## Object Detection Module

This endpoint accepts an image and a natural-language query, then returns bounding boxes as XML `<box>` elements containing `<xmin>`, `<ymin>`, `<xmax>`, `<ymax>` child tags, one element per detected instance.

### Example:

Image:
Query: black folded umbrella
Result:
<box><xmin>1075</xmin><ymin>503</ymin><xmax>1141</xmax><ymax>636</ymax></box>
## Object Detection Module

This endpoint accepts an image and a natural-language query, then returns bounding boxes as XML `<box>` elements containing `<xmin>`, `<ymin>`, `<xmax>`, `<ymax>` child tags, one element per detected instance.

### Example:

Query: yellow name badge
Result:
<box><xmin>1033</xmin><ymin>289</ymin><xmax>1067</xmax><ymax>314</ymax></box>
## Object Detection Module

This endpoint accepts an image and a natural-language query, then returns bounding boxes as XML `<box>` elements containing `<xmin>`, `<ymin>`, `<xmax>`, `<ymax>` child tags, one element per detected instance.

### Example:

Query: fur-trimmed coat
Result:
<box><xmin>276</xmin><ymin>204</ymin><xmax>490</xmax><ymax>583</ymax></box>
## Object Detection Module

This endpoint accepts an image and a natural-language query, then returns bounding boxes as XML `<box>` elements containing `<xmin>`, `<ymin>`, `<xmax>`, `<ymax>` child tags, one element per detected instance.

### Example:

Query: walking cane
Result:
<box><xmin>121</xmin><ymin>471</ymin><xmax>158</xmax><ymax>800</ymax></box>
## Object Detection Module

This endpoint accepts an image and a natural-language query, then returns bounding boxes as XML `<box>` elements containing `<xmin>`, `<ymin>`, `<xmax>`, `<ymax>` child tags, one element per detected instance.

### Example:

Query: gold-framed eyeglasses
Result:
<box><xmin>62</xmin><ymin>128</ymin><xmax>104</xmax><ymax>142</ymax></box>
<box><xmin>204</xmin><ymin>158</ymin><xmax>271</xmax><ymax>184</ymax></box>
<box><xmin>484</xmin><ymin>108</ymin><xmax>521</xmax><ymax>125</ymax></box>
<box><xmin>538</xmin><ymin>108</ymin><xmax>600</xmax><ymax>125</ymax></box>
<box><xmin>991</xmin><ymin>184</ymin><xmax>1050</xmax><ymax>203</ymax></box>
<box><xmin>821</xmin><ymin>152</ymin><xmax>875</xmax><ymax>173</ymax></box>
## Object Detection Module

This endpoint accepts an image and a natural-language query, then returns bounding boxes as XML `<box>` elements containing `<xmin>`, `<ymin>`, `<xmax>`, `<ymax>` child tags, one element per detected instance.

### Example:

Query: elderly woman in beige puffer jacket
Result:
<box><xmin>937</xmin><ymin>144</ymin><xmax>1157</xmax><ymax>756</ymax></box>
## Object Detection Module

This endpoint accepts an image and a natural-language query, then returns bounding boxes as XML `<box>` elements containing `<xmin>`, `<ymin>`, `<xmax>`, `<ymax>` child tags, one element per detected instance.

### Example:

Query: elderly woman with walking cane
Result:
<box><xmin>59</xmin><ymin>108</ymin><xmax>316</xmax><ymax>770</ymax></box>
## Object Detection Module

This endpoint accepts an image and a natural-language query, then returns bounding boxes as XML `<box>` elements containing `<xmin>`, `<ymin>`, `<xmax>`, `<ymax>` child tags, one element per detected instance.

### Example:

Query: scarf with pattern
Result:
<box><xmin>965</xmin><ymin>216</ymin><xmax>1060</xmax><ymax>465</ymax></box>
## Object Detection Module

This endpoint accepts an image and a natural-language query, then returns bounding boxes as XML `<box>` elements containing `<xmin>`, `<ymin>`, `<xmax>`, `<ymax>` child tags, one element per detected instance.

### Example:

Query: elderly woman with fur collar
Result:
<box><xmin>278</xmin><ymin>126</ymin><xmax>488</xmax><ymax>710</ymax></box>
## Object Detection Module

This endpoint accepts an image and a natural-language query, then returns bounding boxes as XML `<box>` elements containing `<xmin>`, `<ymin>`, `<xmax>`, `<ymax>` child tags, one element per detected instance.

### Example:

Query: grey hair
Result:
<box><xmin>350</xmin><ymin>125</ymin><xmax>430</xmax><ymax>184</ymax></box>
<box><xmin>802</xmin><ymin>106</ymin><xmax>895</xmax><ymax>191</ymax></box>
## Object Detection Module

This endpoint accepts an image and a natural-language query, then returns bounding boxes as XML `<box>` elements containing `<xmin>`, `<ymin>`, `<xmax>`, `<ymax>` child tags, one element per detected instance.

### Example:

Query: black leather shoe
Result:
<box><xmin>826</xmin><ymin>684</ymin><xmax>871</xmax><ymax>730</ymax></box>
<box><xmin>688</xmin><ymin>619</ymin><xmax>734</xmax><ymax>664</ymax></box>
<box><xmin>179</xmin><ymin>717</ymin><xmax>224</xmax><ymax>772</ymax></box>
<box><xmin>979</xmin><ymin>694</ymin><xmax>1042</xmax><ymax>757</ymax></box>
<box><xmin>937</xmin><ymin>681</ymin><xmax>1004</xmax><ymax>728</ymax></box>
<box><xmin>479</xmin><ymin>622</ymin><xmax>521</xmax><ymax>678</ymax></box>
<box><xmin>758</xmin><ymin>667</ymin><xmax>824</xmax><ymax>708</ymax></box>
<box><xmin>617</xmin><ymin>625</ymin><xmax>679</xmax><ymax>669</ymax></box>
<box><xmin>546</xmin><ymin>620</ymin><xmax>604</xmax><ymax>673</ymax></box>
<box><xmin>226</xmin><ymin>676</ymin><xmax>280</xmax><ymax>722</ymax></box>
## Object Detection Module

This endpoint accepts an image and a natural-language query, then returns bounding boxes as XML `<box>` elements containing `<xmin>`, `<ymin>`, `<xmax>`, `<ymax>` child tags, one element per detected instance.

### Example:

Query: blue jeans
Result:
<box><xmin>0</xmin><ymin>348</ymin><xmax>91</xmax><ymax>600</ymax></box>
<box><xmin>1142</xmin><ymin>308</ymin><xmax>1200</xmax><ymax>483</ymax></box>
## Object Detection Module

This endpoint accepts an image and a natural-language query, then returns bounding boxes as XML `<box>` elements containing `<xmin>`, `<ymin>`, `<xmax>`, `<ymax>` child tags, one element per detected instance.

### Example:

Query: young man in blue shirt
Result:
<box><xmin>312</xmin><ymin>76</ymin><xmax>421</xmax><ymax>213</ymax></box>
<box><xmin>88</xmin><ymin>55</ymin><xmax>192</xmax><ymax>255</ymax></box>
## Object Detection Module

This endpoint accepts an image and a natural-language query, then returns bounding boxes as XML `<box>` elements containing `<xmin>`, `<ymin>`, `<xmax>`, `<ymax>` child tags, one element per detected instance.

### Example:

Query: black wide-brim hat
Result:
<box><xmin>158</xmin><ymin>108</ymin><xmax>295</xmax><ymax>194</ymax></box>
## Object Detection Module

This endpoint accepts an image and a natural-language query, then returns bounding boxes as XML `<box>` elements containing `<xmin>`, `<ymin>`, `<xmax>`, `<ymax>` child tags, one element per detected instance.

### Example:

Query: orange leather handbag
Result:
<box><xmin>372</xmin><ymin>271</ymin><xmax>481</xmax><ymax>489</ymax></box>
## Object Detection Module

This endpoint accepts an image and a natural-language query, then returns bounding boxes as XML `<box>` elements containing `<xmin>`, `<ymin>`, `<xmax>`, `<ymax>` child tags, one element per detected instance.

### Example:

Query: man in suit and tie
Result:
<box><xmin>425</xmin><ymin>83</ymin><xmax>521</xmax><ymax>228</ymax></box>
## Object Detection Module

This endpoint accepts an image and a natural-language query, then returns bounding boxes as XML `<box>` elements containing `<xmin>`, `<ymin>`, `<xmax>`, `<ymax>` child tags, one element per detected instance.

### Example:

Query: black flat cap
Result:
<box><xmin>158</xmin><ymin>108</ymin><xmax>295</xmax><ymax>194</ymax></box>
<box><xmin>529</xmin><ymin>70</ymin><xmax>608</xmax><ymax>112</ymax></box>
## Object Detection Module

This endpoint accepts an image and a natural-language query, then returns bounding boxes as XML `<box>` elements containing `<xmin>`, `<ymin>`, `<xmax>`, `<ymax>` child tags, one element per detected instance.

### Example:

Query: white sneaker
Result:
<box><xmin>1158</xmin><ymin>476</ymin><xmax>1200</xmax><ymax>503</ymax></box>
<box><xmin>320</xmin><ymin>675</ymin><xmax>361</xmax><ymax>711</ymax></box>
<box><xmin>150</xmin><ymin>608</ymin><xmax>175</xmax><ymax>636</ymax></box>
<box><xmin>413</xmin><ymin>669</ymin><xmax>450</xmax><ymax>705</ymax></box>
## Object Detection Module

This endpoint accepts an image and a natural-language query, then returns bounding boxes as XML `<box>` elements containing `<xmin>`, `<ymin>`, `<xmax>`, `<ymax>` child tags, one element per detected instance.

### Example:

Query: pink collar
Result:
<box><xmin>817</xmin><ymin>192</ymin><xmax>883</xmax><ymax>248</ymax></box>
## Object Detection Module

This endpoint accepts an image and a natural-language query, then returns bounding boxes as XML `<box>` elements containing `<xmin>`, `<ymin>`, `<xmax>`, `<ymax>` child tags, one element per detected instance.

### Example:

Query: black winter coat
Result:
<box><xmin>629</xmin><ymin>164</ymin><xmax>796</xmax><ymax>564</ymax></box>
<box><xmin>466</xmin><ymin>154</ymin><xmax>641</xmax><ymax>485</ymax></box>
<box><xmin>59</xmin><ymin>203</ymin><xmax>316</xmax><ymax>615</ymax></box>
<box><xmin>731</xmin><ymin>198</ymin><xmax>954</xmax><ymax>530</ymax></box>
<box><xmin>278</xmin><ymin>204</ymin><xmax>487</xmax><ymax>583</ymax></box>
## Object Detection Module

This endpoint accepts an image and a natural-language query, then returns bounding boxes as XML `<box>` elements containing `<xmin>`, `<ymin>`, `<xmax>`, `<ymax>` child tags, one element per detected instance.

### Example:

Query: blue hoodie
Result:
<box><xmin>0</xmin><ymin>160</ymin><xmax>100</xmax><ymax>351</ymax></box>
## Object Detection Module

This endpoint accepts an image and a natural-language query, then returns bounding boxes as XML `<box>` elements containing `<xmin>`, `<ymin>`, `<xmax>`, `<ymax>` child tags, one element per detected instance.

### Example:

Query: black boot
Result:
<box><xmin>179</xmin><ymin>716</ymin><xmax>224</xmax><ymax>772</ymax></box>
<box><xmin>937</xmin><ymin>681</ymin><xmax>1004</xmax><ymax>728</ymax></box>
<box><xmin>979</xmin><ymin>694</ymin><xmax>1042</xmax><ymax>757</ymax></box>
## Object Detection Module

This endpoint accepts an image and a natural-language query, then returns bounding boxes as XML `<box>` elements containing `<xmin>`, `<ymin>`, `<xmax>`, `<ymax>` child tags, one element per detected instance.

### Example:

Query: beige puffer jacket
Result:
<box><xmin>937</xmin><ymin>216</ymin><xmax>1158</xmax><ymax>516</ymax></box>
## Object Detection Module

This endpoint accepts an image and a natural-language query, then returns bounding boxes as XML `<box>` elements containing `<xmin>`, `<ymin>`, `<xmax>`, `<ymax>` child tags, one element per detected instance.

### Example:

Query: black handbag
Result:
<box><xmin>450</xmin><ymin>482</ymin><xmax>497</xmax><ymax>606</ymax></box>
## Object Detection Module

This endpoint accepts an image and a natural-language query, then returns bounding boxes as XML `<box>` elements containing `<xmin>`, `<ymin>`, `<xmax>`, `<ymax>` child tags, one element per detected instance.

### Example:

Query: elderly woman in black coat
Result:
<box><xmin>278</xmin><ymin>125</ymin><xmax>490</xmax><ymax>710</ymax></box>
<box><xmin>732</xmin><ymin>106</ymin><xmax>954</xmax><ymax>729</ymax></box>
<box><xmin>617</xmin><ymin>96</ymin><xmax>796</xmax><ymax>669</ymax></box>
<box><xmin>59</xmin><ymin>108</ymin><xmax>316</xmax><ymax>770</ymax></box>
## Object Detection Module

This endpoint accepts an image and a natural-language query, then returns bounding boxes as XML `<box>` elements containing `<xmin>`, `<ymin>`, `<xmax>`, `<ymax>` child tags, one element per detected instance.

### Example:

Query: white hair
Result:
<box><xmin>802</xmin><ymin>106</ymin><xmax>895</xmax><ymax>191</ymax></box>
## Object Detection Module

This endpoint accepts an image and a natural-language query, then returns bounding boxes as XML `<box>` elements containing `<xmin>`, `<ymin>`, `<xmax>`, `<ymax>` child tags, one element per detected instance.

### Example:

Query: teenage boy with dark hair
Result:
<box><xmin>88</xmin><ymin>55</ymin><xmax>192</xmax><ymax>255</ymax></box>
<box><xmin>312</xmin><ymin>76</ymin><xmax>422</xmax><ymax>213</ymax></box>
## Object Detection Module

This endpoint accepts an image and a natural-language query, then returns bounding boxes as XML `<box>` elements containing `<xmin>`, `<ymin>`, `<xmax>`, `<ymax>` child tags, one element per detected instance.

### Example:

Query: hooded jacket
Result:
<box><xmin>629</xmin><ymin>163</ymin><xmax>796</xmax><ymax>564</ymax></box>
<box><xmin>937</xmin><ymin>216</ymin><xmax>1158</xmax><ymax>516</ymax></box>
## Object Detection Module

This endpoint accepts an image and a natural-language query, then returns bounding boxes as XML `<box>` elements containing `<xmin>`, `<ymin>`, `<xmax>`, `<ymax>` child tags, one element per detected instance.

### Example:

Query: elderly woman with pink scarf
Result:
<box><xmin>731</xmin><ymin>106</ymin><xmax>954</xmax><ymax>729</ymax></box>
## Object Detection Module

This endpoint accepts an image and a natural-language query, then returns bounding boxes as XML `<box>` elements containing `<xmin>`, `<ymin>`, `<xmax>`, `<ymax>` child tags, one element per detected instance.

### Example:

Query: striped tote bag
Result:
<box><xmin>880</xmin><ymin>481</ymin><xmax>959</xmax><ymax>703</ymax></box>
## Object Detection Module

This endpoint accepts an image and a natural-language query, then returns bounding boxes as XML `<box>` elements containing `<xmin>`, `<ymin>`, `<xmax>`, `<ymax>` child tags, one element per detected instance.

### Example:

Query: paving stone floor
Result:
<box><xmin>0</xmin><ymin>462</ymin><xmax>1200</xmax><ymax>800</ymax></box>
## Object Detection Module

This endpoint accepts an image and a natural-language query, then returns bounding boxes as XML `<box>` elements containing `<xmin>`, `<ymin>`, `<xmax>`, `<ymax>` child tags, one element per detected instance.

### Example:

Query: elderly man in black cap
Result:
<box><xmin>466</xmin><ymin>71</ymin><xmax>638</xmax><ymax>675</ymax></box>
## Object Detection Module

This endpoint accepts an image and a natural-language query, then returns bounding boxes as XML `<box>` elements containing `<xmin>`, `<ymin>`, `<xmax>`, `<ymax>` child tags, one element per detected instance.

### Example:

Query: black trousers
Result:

+ + + + + + +

(PROBLEM TO WORK ON)
Identify every line of the listing above that contains the word "leather", and copy each such line in full.

(FINAL RESULT)
Query: black leather shoe
Query: orange leather handbag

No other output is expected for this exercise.